给定练习 1: 请将所给文本中的这句话译成英文:“UpdatePod中设计颇为巧妙,为每个pod创建一个使用channel实现的等待队列podUpdates,缓冲只有1是因为某个pod在同一时间只能处理一个更新事件,而新来的更新事件会检查podWorker的对应pod的worker是否在工作p.isWorking[pod.UID],如果为true就把更新事件放到lastUndeliveredWorkUpdate这个缓冲map中,等待pod worker处理完当前事件后处理此事件。”
给定练习 2:
判断以下三条陈述是否与所给文本(关于pod更新事件的处理)相符。每条答“是”或“否”,并原样引用文本中起决定作用的词句。
(a) 每个pod的等待队列podUpdates,缓冲大小为1。
(b) pod worker正在工作时若又来了多条更新事件,这些事件都会保存在lastUndeliveredWorkUpdate中,之后依次处理。
(c) managePodLoop接收的参数是podUpdates任务队列。
给定练习 3: 将所给文本中从“if err != nil”起、到“lastSyncTime = time.Now()”为止(含这一处)的部分逐字重新录入。
##### 所给文本
UpdatePod中设计颇为巧妙,为每个pod创建一个使用channel实现的等待队列podUpdates,缓冲只有1是因为某个pod在同一时间只能处理一个更新事件,而新来的更新事件会检查podWorker的对应pod的worker是否在工作p.isWorking[pod.UID],如果为true就把更新事件放到lastUndeliveredWorkUpdate这个缓冲map中,等待pod worker处理完当前事件后处理此事件。这里如果pod worker正在工作时又来了多条pod更新事件,那么只有最新的事件会在lastUndeliveredWorkUpdate中,前面的都会被覆盖,正式由于每次的事件变更都是声明式(如把某个资源增加到100,而不是加10减10),所以结合这种lastUndeliveredWorkUpdate缓存可以减少很多中间的变更操作。

podWoker具体的异步处理过程是在managePodLoop完成,managePodLoop接收参数为podUpdates任务队列。

func (p *podWorkers) managePodLoop(podUpdates <-chan UpdatePodOptions) {
    var lastSyncTime time.Time
    for update := range podUpdates {
        err := func() error {
            podUID := update.Pod.UID
            // This is a blocking call that would return only if the cache
            // has an entry for the pod that is newer than minRuntimeCache
            // Time. This ensures the worker doesn't start syncing until
            // after the cache is at least newer than the finished time of
            // the previous sync.
            status, err := p.podCache.GetNewerThan(podUID, lastSyncTime)
            if err != nil {
                return err
            }
            err = p.syncPodFn(syncPodOptions{
                mirrorPod:      update.MirrorPod,
                pod:            update.Pod,
                podStatus:      status,
                killPodOptions: update.KillPodOptions,
                updateType:     update.UpdateType,
            })
            lastSyncTime = time.Now()
            return err
        }()
##########
##### 源数据
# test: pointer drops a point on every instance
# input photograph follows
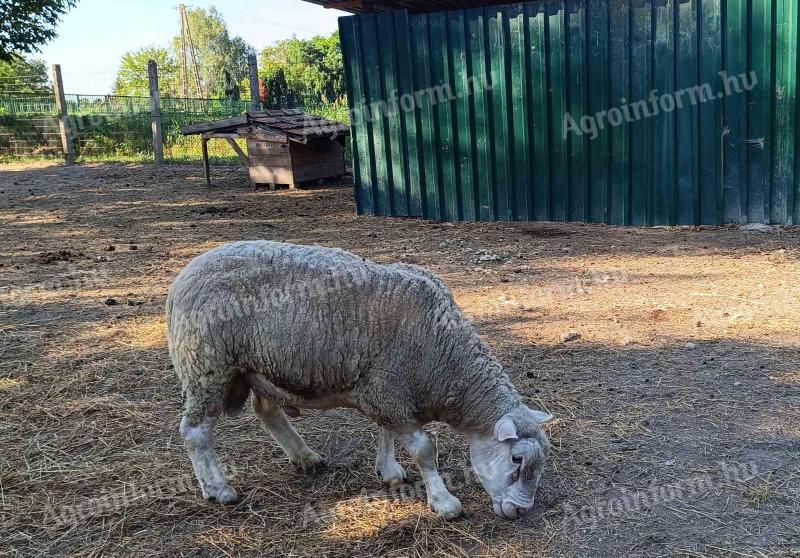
##########
正确输出 1: The design of UpdatePod is rather clever: it creates for each pod a wait queue, podUpdates, implemented with a channel. The buffer is only 1 because a given pod can handle only one update event at a time. A newly arriving update event checks whether the worker for the corresponding pod in podWorker is working, p.isWorking[pod.UID]. If it is true, the update event is placed in the buffer map lastUndeliveredWorkUpdate and waits to be handled after the pod worker finishes the current event.

正确输出 2:
(a) 是。“缓冲只有1是因为某个pod在同一时间只能处理一个更新事件”
(b) 否。“只有最新的事件会在lastUndeliveredWorkUpdate中,前面的都会被覆盖”
(c) 是。“managePodLoop接收参数为podUpdates任务队列”

正确输出 3:
if err != nil {
                return err
            }
            err = p.syncPodFn(syncPodOptions{
                mirrorPod:      update.MirrorPod,
                pod:            update.Pod,
                podStatus:      status,
                killPodOptions: update.KillPodOptions,
                updateType:     update.UpdateType,
            })
            lastSyncTime = time.Now()